• Dataset rows showing where objects appear:
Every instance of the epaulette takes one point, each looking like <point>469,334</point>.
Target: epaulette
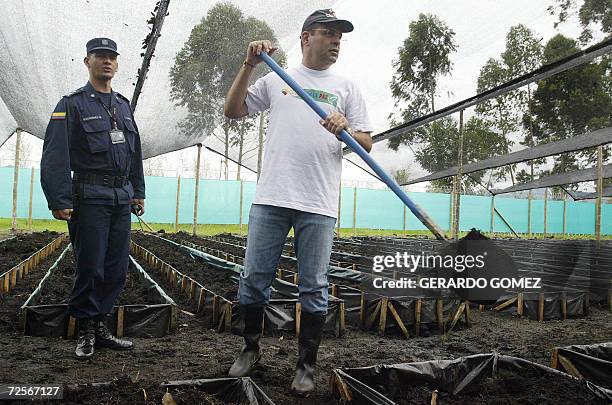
<point>123,97</point>
<point>77,91</point>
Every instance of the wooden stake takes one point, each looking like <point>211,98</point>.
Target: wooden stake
<point>197,191</point>
<point>298,318</point>
<point>31,198</point>
<point>417,316</point>
<point>178,199</point>
<point>71,327</point>
<point>120,325</point>
<point>382,325</point>
<point>440,314</point>
<point>399,321</point>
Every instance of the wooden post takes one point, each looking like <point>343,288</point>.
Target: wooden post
<point>178,198</point>
<point>197,191</point>
<point>16,178</point>
<point>492,214</point>
<point>529,213</point>
<point>565,217</point>
<point>456,216</point>
<point>354,211</point>
<point>599,195</point>
<point>545,211</point>
<point>31,199</point>
<point>241,203</point>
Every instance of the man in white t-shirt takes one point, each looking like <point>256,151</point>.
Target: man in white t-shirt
<point>299,183</point>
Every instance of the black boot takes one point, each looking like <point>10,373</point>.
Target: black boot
<point>252,321</point>
<point>86,340</point>
<point>105,339</point>
<point>311,329</point>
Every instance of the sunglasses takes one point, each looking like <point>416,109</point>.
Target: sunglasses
<point>329,33</point>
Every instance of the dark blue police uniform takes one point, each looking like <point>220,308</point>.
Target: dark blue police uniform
<point>107,175</point>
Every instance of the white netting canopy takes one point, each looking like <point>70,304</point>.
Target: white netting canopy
<point>42,45</point>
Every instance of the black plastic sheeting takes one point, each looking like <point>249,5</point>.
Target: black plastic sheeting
<point>279,313</point>
<point>153,320</point>
<point>376,384</point>
<point>593,362</point>
<point>559,179</point>
<point>232,390</point>
<point>588,140</point>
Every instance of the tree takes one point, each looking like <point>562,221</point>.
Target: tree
<point>206,66</point>
<point>423,57</point>
<point>571,103</point>
<point>591,13</point>
<point>523,54</point>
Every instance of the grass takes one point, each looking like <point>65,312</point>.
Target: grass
<point>39,225</point>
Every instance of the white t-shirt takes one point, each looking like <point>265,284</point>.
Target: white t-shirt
<point>303,161</point>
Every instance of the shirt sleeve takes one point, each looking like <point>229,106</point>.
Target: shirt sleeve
<point>55,176</point>
<point>357,112</point>
<point>258,96</point>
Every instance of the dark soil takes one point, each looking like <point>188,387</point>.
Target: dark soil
<point>57,287</point>
<point>14,251</point>
<point>529,388</point>
<point>194,350</point>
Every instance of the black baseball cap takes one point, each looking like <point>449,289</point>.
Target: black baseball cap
<point>326,16</point>
<point>101,44</point>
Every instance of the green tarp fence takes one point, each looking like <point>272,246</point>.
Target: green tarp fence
<point>219,203</point>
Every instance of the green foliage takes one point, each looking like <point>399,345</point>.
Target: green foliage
<point>591,13</point>
<point>206,66</point>
<point>571,103</point>
<point>423,57</point>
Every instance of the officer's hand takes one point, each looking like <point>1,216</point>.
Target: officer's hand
<point>255,49</point>
<point>63,215</point>
<point>139,211</point>
<point>335,123</point>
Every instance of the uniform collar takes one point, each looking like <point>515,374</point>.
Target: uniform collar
<point>90,92</point>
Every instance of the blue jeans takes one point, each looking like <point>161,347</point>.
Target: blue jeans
<point>268,229</point>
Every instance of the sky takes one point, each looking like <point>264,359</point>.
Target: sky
<point>367,55</point>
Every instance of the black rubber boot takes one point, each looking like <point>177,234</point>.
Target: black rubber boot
<point>105,339</point>
<point>252,321</point>
<point>86,340</point>
<point>311,329</point>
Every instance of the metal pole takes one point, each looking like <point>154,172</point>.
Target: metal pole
<point>241,203</point>
<point>260,146</point>
<point>357,148</point>
<point>16,178</point>
<point>354,211</point>
<point>492,213</point>
<point>599,195</point>
<point>197,191</point>
<point>339,206</point>
<point>178,197</point>
<point>31,198</point>
<point>545,211</point>
<point>456,216</point>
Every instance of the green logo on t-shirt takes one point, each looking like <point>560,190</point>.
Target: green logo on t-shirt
<point>318,95</point>
<point>323,96</point>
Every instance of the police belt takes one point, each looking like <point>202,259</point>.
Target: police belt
<point>105,180</point>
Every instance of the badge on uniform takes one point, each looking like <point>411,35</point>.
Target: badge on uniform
<point>117,136</point>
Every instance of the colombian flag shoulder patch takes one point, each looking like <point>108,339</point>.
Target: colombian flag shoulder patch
<point>58,116</point>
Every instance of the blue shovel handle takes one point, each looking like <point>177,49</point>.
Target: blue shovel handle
<point>357,148</point>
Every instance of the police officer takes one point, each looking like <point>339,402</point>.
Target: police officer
<point>92,132</point>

• What is required: Arrange every line of the records above as a Markdown table with the columns "No." and "Line", numbering each row and skipping blank lines. Leave the pictures out.

• Task answer:
| No. | Line |
|---|---|
| 1 | Every instance of the epaulette takes one point, each looking like <point>469,334</point>. |
| 2 | Target: epaulette |
| 3 | <point>123,97</point> |
| 4 | <point>77,91</point> |
| 5 | Every instance of the wooden stake takes one point, each looking like <point>211,98</point>. |
| 6 | Target: wooden stake |
| 7 | <point>197,191</point> |
| 8 | <point>298,318</point> |
| 9 | <point>31,198</point> |
| 10 | <point>417,316</point> |
| 11 | <point>178,199</point> |
| 12 | <point>71,327</point> |
| 13 | <point>120,325</point> |
| 14 | <point>382,325</point> |
| 15 | <point>440,314</point> |
| 16 | <point>399,321</point> |
| 17 | Every instance of the wooden post takes one point, each looking like <point>343,288</point>. |
| 18 | Target: wooden post |
| 19 | <point>178,198</point> |
| 20 | <point>197,191</point> |
| 21 | <point>16,178</point> |
| 22 | <point>492,214</point> |
| 23 | <point>529,213</point> |
| 24 | <point>565,217</point> |
| 25 | <point>456,216</point> |
| 26 | <point>354,211</point> |
| 27 | <point>599,195</point> |
| 28 | <point>545,211</point> |
| 29 | <point>31,199</point> |
| 30 | <point>241,203</point> |
| 31 | Every instance of the man in white t-shirt takes one point, each looking like <point>256,151</point>. |
| 32 | Target: man in white t-shirt |
| 33 | <point>299,183</point> |
| 34 | Every instance of the black boot takes one point, each looking like <point>10,373</point>. |
| 35 | Target: black boot |
| 36 | <point>252,321</point> |
| 37 | <point>86,340</point> |
| 38 | <point>105,339</point> |
| 39 | <point>311,329</point> |
| 40 | Every instance of the sunglasses takes one point, each looking like <point>416,109</point>. |
| 41 | Target: sunglasses |
| 42 | <point>329,33</point> |
| 43 | Every instance of the dark blue police uniform takes one point, each looking like <point>220,308</point>. |
| 44 | Target: dark blue police uniform |
| 45 | <point>107,175</point> |
| 46 | Every instance of the white netting canopy takes one point, each looking like <point>70,304</point>. |
| 47 | Target: white netting canopy |
| 48 | <point>42,45</point> |
| 49 | Every instance of the black plastic sheeting takes one point, each looking like <point>249,5</point>. |
| 50 | Target: black plastic sheeting |
| 51 | <point>279,313</point> |
| 52 | <point>153,320</point> |
| 53 | <point>376,384</point> |
| 54 | <point>593,362</point> |
| 55 | <point>559,179</point> |
| 56 | <point>232,390</point> |
| 57 | <point>588,140</point> |
| 58 | Every instance of the tree takes one point, each looking like <point>562,221</point>. |
| 59 | Target: tree |
| 60 | <point>206,66</point> |
| 61 | <point>423,57</point> |
| 62 | <point>571,103</point> |
| 63 | <point>591,13</point> |
| 64 | <point>523,54</point> |
| 65 | Every instance of the grass takes one point, each looking like <point>65,312</point>. |
| 66 | Target: grass |
| 67 | <point>39,225</point> |
| 68 | Every instance of the white t-shirt takes one point, each looking like <point>265,284</point>. |
| 69 | Target: white t-shirt |
| 70 | <point>303,161</point> |
| 71 | Every instance of the shirt sleeve takes one point, each looking like <point>229,106</point>. |
| 72 | Target: shirt sleeve |
| 73 | <point>55,176</point> |
| 74 | <point>357,112</point> |
| 75 | <point>258,96</point> |
| 76 | Every instance of the dark soil takes one point, each looking like <point>188,387</point>. |
| 77 | Target: dark soil |
| 78 | <point>57,287</point> |
| 79 | <point>14,251</point> |
| 80 | <point>529,388</point> |
| 81 | <point>194,350</point> |
| 82 | Every instance of the black baseball cap takes one point, each looking like <point>449,289</point>. |
| 83 | Target: black baseball cap |
| 84 | <point>326,16</point> |
| 85 | <point>101,44</point> |
| 86 | Every instance of the green tarp fence takes one point, each looking like <point>272,246</point>. |
| 87 | Target: green tarp fence |
| 88 | <point>219,203</point> |
| 89 | Every instance of the green foliage takes one point, each looking like <point>399,345</point>. |
| 90 | Target: green foliage |
| 91 | <point>591,13</point> |
| 92 | <point>206,66</point> |
| 93 | <point>571,103</point> |
| 94 | <point>423,57</point> |
| 95 | Every instance of the officer's hand takes one point, each looking like <point>1,216</point>. |
| 96 | Target: officer's hand |
| 97 | <point>255,49</point> |
| 98 | <point>63,215</point> |
| 99 | <point>139,211</point> |
| 100 | <point>335,123</point> |
| 101 | Every instance of the uniform collar takes one point, each looking like <point>515,374</point>. |
| 102 | Target: uniform collar |
| 103 | <point>90,92</point> |
| 104 | Every instance of the blue jeans takes one point, each looking like <point>161,347</point>. |
| 105 | Target: blue jeans |
| 106 | <point>268,229</point> |
| 107 | Every instance of the sky takes one point, each looking like <point>264,359</point>. |
| 108 | Target: sky |
| 109 | <point>367,55</point> |
| 110 | Every instance of the black rubber boot takes one point, each looking like <point>177,234</point>. |
| 111 | Target: black rubber boot |
| 112 | <point>105,339</point> |
| 113 | <point>252,321</point> |
| 114 | <point>86,340</point> |
| 115 | <point>311,329</point> |
| 116 | Every instance of the metal pole takes one point, each looking like <point>154,172</point>. |
| 117 | Target: metal pole |
| 118 | <point>241,203</point> |
| 119 | <point>260,146</point> |
| 120 | <point>357,148</point> |
| 121 | <point>16,178</point> |
| 122 | <point>354,211</point> |
| 123 | <point>492,213</point> |
| 124 | <point>599,195</point> |
| 125 | <point>197,191</point> |
| 126 | <point>339,206</point> |
| 127 | <point>178,197</point> |
| 128 | <point>31,198</point> |
| 129 | <point>545,211</point> |
| 130 | <point>456,216</point> |
| 131 | Every instance of the green logo on t-shirt takes one point, each looking like <point>560,190</point>. |
| 132 | Target: green logo on t-shirt |
| 133 | <point>318,95</point> |
| 134 | <point>323,96</point> |
| 135 | Every instance of the police belt takes one point, each looking like <point>202,259</point>. |
| 136 | Target: police belt |
| 137 | <point>105,180</point> |
| 138 | Every instance of the badge on uniform takes one point, each looking like <point>411,35</point>. |
| 139 | Target: badge on uniform |
| 140 | <point>117,136</point> |
| 141 | Every instance of the colombian flag shoulder patch takes one point, each looking like <point>108,339</point>. |
| 142 | Target: colombian flag shoulder patch |
| 143 | <point>58,116</point> |
| 144 | Every instance of the blue shovel handle takes one point, each looking like <point>177,49</point>. |
| 145 | Target: blue shovel handle |
| 146 | <point>357,148</point> |
| 147 | Every instance of the police officer takes one point, each looking like <point>339,402</point>. |
| 148 | Target: police officer |
| 149 | <point>92,132</point> |